Could you render all the entries below as a Markdown table, with a "No." column for the row number and an "Entry" column for each line, leaving out any blank lines?

##########

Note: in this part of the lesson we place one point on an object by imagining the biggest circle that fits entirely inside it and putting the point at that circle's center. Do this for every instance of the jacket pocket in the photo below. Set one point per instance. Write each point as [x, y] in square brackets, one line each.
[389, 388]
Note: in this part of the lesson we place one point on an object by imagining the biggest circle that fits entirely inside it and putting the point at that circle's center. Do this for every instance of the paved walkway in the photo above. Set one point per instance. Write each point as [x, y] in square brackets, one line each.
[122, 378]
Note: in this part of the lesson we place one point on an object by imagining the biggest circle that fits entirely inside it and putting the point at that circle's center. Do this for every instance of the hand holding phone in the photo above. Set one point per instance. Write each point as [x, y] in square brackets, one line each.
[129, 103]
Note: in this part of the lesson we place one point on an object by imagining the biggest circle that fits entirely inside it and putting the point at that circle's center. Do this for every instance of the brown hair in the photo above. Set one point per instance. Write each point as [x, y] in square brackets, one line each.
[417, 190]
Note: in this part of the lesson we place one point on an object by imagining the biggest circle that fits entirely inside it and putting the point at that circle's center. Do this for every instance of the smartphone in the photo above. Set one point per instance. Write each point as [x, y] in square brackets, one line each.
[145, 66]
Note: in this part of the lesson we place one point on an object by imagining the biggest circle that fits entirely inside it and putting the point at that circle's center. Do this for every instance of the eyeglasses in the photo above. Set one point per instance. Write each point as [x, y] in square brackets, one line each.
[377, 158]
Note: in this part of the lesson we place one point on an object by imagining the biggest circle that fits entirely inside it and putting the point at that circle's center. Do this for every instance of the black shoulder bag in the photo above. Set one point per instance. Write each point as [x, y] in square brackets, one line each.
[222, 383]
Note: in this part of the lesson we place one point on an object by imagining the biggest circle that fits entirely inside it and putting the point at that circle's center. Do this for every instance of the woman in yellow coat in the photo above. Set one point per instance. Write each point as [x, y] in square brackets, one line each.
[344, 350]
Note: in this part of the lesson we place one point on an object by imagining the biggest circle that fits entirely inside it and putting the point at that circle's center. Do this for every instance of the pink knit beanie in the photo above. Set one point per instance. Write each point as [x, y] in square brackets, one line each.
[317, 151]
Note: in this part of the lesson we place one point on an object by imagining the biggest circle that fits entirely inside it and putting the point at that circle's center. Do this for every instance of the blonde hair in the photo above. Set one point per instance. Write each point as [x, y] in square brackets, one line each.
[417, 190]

##########

=== Task result ===
| No. | Entry |
|---|---|
| 1 | Note: in this part of the lesson we place one point on an object by imagining the biggest circle that fits entirely inside it and putting the point at that circle's center. Do this for every instance of the jacket pocket in the photo below. Set one point per instance. Write each point as [x, y] in square brackets, one line each. |
| 2 | [389, 388] |
| 3 | Note: in this part of the lesson we place one point on an object by imagining the biggest circle that fits entirely inside it and putting the point at that circle's center. Do this for every instance of the paved walkway in the photo above. Set one point per instance. Write each point as [x, y] in square brackets, one line each. |
| 4 | [122, 378] |
| 5 | Note: in this part of the lesson we place one point on an object by imagining the biggest circle that fits entirely inside it and putting the point at that circle's center. Do this for every instance of the hand holding phone in the photo above. Set one point per instance. Write each point as [x, y] in square brackets, one line each. |
| 6 | [129, 103] |
| 7 | Note: in this part of the lesson we place one point on an object by imagining the biggest circle that fits entirely inside it and putting the point at that circle's center. Do this for every instance of the brown hair in the photo above. Set one point per instance. Write each point as [x, y] in square brackets, one line each. |
| 8 | [417, 190] |
| 9 | Note: in this part of the lesson we place one point on an object by imagining the biggest circle that fits entirely inside it and putting the point at that circle's center. Do this for every instance of the smartphone in the photo above. Set one point per instance. Write each point as [x, y] in square brackets, one line each. |
| 10 | [145, 66] |
| 11 | Note: in this part of the lesson we place one point on an object by imagining the biggest circle that fits entirely inside it and putting the point at that circle's center. Do this for every instance of the eyeglasses in the photo above. Set one point per instance. Write each point as [x, y] in square brackets, one line each. |
| 12 | [377, 158] |
| 13 | Note: in this part of the lesson we place one point on an object by imagining the biggest circle that fits entirely inside it and putting the point at that circle's center. Do this for every instance of the black shoulder bag in the photo above. Set one point per instance. Write each point as [x, y] in square brackets, one line each. |
| 14 | [222, 383] |
| 15 | Note: in this part of the lesson we place one point on an object by imagining the biggest circle that fits entirely inside it and putting the point at that circle's center. Do this for every instance of the woman in yellow coat in the photo above. Set one point per instance. Write each point as [x, y] in square brackets, one line each. |
| 16 | [344, 350] |
| 17 | Note: in this part of the lesson we place one point on an object by imagining the biggest circle that fits entirely inside it and putting the point at that circle's center. Do this for every instance of the pink knit beanie in the photo above. Set one point per instance. Write each point as [x, y] in square brackets, one line each. |
| 18 | [317, 151] |
| 19 | Note: in this part of the lesson we place one point on an object by imagining the biggest circle that fits entirely inside it and putting the point at that circle's center. Do this for every instance of the blonde hair in the photo above. Set one point per instance. Write each point as [x, y] in square brackets, one line each. |
| 20 | [417, 190] |